## THE DATA
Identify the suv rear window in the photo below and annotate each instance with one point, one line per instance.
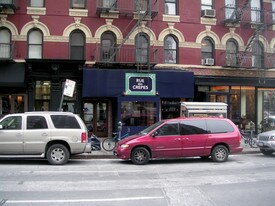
(65, 122)
(219, 126)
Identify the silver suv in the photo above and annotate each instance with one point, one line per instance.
(266, 142)
(51, 135)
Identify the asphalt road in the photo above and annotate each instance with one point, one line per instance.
(243, 180)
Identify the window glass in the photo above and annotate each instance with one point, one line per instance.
(35, 40)
(65, 122)
(219, 126)
(170, 50)
(189, 127)
(170, 7)
(138, 113)
(36, 3)
(5, 43)
(171, 128)
(78, 4)
(36, 122)
(12, 123)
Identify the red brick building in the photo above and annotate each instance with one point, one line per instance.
(135, 60)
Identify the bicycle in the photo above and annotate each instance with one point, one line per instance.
(109, 143)
(249, 138)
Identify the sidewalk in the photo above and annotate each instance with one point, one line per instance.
(102, 154)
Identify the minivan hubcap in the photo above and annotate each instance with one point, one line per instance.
(57, 154)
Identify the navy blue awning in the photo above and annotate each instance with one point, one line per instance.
(111, 83)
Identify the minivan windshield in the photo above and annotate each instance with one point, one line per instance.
(151, 128)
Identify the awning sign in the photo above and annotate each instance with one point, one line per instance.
(69, 88)
(140, 84)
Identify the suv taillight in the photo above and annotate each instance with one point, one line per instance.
(83, 137)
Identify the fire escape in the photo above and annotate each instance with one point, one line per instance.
(260, 21)
(125, 52)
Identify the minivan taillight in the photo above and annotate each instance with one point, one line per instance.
(83, 137)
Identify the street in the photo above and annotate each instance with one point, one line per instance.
(245, 179)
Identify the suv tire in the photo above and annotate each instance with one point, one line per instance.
(57, 154)
(219, 153)
(140, 156)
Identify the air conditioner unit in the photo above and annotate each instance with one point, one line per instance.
(208, 61)
(209, 13)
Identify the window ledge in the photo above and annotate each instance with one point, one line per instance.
(78, 12)
(36, 10)
(171, 18)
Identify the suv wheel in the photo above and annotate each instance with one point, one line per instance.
(266, 152)
(140, 156)
(57, 154)
(219, 153)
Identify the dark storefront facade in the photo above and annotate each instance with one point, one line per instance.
(119, 95)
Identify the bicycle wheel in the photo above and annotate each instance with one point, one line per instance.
(108, 144)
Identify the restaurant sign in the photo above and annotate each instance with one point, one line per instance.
(140, 84)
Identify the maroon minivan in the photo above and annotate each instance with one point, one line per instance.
(182, 137)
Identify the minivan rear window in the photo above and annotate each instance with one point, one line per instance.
(65, 122)
(219, 126)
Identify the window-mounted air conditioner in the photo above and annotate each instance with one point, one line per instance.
(208, 61)
(211, 13)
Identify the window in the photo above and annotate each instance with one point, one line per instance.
(230, 9)
(219, 126)
(170, 49)
(231, 53)
(170, 7)
(108, 43)
(257, 54)
(36, 3)
(206, 4)
(189, 127)
(35, 44)
(207, 48)
(134, 113)
(65, 122)
(77, 45)
(11, 123)
(171, 128)
(142, 48)
(255, 11)
(5, 44)
(78, 4)
(36, 122)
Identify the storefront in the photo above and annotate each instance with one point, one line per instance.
(138, 99)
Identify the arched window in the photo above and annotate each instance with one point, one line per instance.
(231, 53)
(142, 48)
(77, 45)
(108, 44)
(207, 51)
(5, 43)
(35, 44)
(258, 55)
(170, 49)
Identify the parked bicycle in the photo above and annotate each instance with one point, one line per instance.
(249, 138)
(109, 143)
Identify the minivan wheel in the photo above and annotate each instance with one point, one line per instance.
(219, 153)
(57, 154)
(140, 156)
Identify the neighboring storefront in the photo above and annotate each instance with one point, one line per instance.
(138, 99)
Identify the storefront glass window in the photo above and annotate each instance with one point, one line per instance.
(138, 113)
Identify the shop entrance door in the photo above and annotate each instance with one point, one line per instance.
(96, 117)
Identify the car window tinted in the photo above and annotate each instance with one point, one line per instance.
(189, 127)
(65, 121)
(36, 122)
(171, 128)
(219, 126)
(11, 123)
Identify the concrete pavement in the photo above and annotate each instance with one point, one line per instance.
(102, 154)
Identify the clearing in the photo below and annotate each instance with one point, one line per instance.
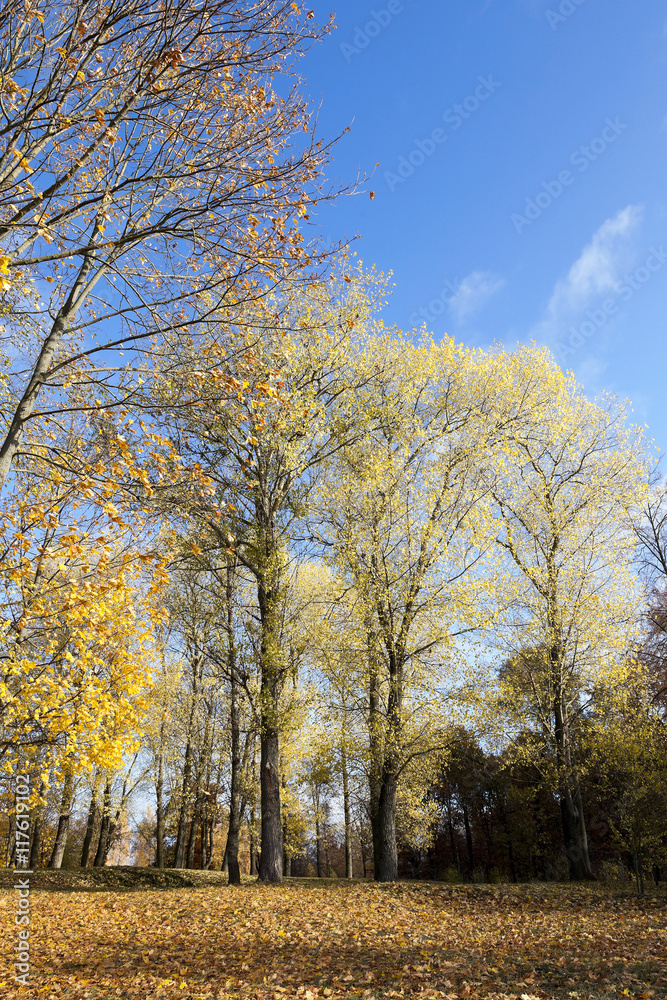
(310, 939)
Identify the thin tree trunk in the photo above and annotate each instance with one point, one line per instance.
(466, 824)
(104, 827)
(232, 849)
(63, 822)
(318, 832)
(90, 824)
(37, 826)
(271, 850)
(346, 813)
(183, 826)
(159, 814)
(252, 845)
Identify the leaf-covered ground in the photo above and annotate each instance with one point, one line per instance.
(341, 941)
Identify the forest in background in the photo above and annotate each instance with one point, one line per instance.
(284, 589)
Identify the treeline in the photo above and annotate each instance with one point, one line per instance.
(282, 586)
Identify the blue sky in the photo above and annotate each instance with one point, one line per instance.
(521, 191)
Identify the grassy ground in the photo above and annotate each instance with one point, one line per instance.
(190, 936)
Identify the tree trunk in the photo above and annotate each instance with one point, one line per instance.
(386, 858)
(318, 832)
(159, 814)
(571, 804)
(466, 824)
(37, 826)
(271, 850)
(193, 831)
(63, 823)
(232, 849)
(346, 812)
(375, 736)
(183, 826)
(102, 844)
(90, 825)
(252, 844)
(271, 856)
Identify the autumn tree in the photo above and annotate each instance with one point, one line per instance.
(262, 457)
(394, 512)
(151, 175)
(564, 485)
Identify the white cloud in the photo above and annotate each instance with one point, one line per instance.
(474, 292)
(597, 270)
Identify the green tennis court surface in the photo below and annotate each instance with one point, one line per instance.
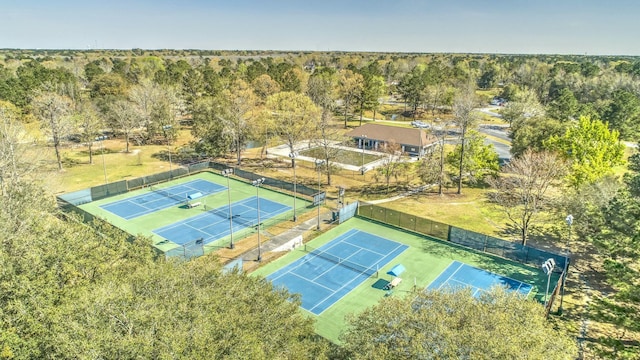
(160, 198)
(215, 224)
(143, 211)
(459, 275)
(424, 259)
(330, 272)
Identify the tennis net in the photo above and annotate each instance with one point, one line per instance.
(236, 218)
(370, 271)
(168, 194)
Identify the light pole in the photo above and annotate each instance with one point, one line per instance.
(293, 156)
(547, 267)
(101, 139)
(362, 169)
(569, 221)
(319, 164)
(226, 173)
(257, 184)
(164, 130)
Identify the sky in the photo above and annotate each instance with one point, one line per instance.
(592, 27)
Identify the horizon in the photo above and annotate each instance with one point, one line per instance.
(545, 27)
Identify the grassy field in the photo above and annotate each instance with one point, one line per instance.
(425, 259)
(349, 157)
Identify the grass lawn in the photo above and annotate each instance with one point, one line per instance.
(424, 260)
(348, 157)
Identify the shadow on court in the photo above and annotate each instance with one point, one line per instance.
(380, 284)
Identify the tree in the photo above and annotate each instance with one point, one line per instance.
(465, 119)
(531, 133)
(237, 105)
(374, 88)
(455, 325)
(296, 118)
(623, 113)
(432, 166)
(522, 187)
(524, 105)
(616, 238)
(320, 90)
(54, 112)
(16, 162)
(89, 124)
(158, 313)
(479, 161)
(74, 291)
(264, 86)
(592, 149)
(125, 118)
(144, 96)
(350, 84)
(564, 106)
(208, 129)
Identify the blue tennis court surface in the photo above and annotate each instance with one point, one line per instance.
(214, 224)
(330, 272)
(459, 275)
(133, 207)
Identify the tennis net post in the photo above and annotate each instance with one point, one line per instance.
(370, 271)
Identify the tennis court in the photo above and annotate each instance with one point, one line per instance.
(159, 199)
(459, 275)
(331, 271)
(213, 224)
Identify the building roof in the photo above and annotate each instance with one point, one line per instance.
(399, 135)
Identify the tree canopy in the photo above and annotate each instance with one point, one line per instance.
(455, 325)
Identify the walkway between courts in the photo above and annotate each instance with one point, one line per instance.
(281, 239)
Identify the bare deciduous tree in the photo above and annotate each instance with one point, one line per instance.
(125, 118)
(465, 119)
(54, 110)
(521, 188)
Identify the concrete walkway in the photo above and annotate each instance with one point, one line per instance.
(279, 240)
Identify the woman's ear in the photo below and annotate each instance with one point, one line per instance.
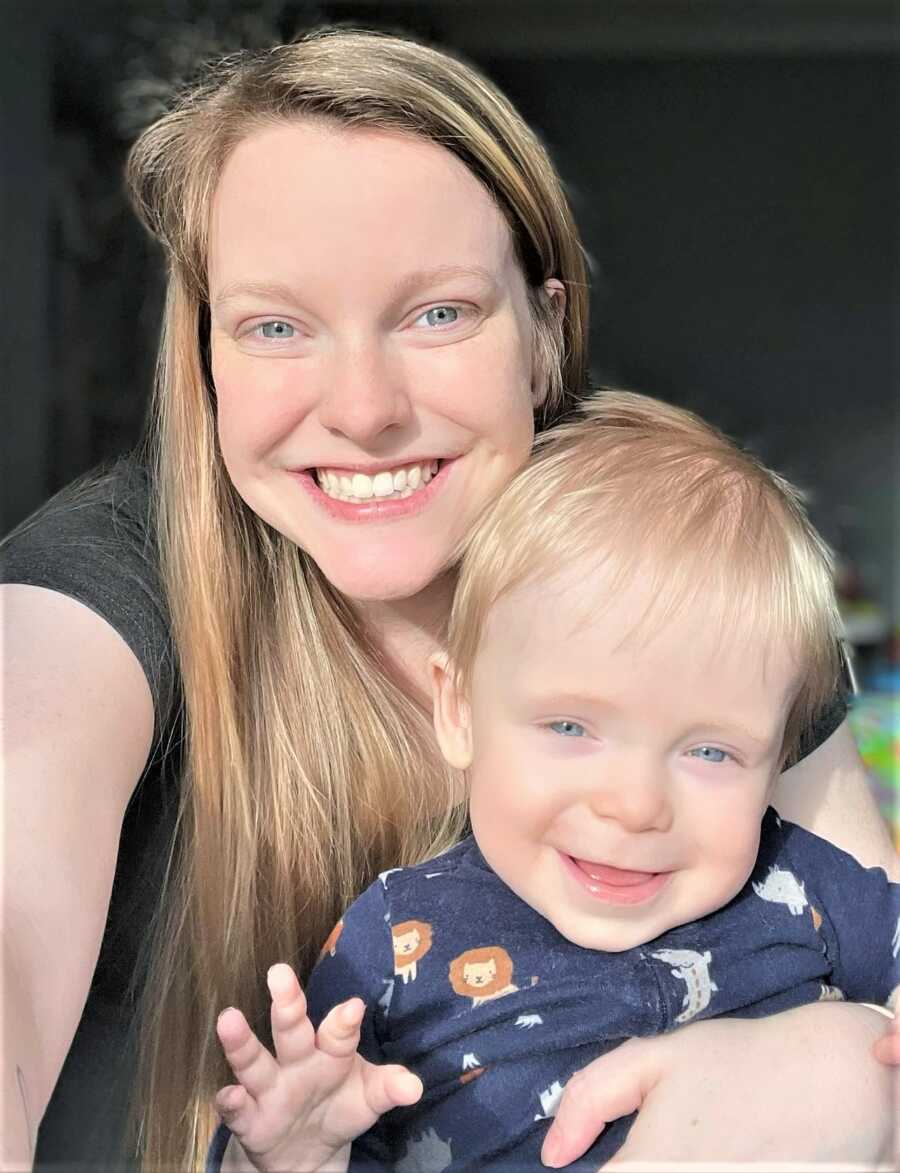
(555, 292)
(452, 718)
(548, 311)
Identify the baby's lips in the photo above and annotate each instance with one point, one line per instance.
(616, 877)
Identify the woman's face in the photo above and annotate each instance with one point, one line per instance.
(371, 348)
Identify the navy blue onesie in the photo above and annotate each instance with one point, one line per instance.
(482, 998)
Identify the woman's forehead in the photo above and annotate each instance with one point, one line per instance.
(309, 199)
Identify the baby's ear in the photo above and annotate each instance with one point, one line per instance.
(452, 718)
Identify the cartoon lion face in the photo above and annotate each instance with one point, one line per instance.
(480, 973)
(412, 941)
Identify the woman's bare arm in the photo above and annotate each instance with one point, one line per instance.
(829, 794)
(78, 727)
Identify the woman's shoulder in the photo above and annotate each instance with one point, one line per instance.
(95, 541)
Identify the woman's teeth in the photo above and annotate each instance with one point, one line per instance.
(391, 483)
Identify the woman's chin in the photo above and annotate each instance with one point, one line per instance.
(387, 581)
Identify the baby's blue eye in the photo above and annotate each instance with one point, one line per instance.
(277, 330)
(440, 316)
(709, 753)
(567, 729)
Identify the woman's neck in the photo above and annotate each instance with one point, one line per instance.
(408, 631)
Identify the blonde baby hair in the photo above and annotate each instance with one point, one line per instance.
(636, 483)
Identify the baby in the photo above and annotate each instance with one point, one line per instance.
(643, 624)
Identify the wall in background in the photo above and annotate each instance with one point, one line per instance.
(732, 167)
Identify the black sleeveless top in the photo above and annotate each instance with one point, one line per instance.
(95, 542)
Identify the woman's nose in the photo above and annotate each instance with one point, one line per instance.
(364, 393)
(634, 793)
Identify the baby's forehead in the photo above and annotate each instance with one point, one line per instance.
(626, 605)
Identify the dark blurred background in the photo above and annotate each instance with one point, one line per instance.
(732, 167)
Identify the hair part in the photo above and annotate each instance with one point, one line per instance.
(638, 486)
(366, 80)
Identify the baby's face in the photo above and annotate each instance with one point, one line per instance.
(617, 782)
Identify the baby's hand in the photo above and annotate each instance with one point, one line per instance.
(300, 1109)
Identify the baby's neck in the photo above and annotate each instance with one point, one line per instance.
(408, 631)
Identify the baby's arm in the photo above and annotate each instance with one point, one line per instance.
(858, 916)
(303, 1106)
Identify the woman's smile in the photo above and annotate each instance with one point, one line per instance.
(390, 494)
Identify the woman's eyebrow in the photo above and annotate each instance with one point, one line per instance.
(268, 290)
(420, 278)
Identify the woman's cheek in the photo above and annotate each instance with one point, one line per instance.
(259, 405)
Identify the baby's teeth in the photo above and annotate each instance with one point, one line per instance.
(383, 485)
(361, 486)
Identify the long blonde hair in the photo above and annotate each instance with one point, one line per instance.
(304, 759)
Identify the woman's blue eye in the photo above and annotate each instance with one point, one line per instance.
(567, 729)
(440, 316)
(709, 753)
(276, 330)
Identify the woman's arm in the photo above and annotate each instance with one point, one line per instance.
(802, 1087)
(79, 723)
(829, 794)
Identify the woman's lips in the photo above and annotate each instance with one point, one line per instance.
(614, 886)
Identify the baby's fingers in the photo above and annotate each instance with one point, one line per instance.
(236, 1107)
(390, 1086)
(251, 1063)
(292, 1031)
(338, 1033)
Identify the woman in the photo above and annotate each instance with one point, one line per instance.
(376, 286)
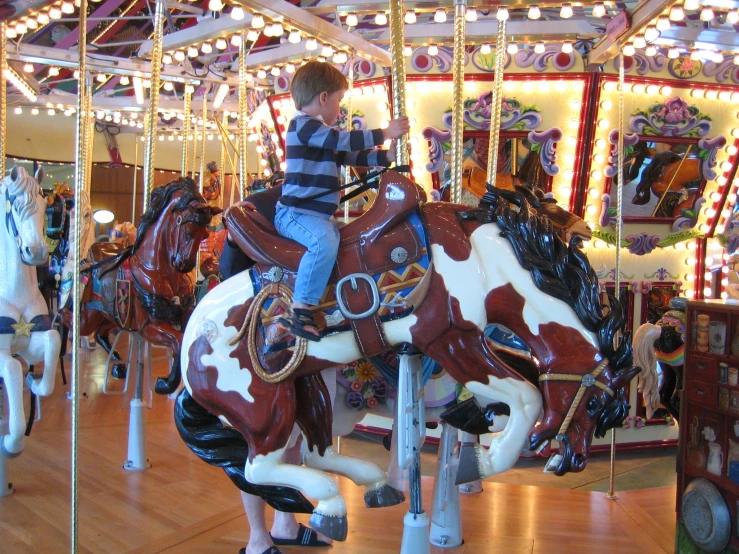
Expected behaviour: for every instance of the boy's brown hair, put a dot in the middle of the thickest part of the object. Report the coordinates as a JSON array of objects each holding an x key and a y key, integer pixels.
[{"x": 314, "y": 78}]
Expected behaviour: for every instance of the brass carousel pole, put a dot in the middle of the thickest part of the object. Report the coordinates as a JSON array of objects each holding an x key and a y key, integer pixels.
[
  {"x": 3, "y": 94},
  {"x": 79, "y": 185},
  {"x": 397, "y": 70},
  {"x": 186, "y": 130},
  {"x": 460, "y": 8},
  {"x": 243, "y": 121},
  {"x": 496, "y": 100},
  {"x": 152, "y": 114},
  {"x": 611, "y": 495}
]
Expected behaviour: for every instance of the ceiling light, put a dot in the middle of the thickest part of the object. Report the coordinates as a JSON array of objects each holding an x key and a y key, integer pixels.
[
  {"x": 651, "y": 33},
  {"x": 677, "y": 13},
  {"x": 237, "y": 13},
  {"x": 257, "y": 22}
]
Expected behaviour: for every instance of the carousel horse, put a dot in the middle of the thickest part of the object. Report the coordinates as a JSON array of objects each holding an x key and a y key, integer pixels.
[
  {"x": 483, "y": 266},
  {"x": 146, "y": 287},
  {"x": 663, "y": 343},
  {"x": 24, "y": 316},
  {"x": 667, "y": 176}
]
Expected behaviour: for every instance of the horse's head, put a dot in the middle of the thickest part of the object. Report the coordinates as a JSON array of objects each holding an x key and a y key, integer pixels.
[{"x": 25, "y": 211}]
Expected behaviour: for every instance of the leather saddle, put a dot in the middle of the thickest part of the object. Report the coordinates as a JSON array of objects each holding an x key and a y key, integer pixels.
[{"x": 380, "y": 240}]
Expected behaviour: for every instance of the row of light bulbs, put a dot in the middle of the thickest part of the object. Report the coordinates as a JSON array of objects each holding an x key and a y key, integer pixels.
[{"x": 35, "y": 21}]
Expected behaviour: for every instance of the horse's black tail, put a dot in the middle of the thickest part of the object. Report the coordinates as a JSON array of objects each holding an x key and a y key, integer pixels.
[{"x": 225, "y": 447}]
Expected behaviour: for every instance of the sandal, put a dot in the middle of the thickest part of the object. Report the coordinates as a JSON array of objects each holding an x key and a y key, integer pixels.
[
  {"x": 306, "y": 537},
  {"x": 299, "y": 321}
]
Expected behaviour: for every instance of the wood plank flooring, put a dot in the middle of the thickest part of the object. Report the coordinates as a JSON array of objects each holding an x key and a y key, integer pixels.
[{"x": 181, "y": 505}]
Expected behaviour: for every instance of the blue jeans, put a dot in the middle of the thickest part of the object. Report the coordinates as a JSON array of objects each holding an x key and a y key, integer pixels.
[{"x": 321, "y": 238}]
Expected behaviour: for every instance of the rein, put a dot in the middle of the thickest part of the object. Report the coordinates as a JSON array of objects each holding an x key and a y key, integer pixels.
[{"x": 586, "y": 381}]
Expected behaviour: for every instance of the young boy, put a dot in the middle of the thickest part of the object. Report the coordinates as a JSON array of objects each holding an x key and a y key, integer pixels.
[{"x": 315, "y": 151}]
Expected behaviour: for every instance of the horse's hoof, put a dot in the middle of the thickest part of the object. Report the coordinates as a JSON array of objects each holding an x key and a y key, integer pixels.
[
  {"x": 119, "y": 371},
  {"x": 474, "y": 487},
  {"x": 331, "y": 526},
  {"x": 469, "y": 469},
  {"x": 7, "y": 453},
  {"x": 383, "y": 497}
]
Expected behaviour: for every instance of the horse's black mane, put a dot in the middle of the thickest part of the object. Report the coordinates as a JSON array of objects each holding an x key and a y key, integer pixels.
[
  {"x": 563, "y": 272},
  {"x": 161, "y": 197}
]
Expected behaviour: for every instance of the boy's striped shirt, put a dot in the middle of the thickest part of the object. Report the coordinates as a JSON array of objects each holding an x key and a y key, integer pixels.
[{"x": 315, "y": 153}]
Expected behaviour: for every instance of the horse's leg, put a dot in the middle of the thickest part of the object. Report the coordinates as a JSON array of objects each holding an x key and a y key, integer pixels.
[
  {"x": 164, "y": 334},
  {"x": 466, "y": 355},
  {"x": 11, "y": 372},
  {"x": 43, "y": 346},
  {"x": 314, "y": 416}
]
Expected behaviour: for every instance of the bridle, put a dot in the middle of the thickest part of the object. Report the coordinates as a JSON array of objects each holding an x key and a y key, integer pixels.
[{"x": 586, "y": 381}]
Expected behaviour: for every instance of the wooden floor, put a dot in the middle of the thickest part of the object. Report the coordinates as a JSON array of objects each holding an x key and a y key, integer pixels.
[{"x": 182, "y": 505}]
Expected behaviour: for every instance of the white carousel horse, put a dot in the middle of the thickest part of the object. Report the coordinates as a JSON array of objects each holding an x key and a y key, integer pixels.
[{"x": 24, "y": 315}]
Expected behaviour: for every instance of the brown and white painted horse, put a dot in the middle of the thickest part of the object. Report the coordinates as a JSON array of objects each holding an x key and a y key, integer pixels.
[
  {"x": 487, "y": 266},
  {"x": 146, "y": 287}
]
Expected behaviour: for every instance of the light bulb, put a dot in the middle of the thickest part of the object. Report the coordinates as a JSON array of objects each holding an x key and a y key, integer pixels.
[
  {"x": 237, "y": 13},
  {"x": 677, "y": 13}
]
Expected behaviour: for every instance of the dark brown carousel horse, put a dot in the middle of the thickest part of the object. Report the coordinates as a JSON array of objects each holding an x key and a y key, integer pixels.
[
  {"x": 475, "y": 267},
  {"x": 666, "y": 175},
  {"x": 146, "y": 287}
]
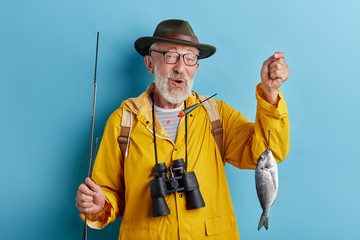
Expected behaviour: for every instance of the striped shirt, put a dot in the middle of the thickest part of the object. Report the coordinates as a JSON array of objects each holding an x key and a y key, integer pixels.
[{"x": 169, "y": 120}]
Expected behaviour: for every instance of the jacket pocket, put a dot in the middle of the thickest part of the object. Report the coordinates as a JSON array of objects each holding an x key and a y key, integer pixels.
[
  {"x": 219, "y": 225},
  {"x": 138, "y": 234}
]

## PROBLEM DETAILS
Repeat exactly the lines from the line containing "Expected behaviour: for every instance of the jacket" through the end of the listing above; both boundary lines are part of the output.

## SOLVED PROBLEM
Expected behaviour: for every instance of the jacket pocket, put a dot in the middle of the thickest part of the object. Report the coordinates as a JSON array of objects each holding an x key and a y key, integer pixels.
[
  {"x": 219, "y": 225},
  {"x": 138, "y": 234}
]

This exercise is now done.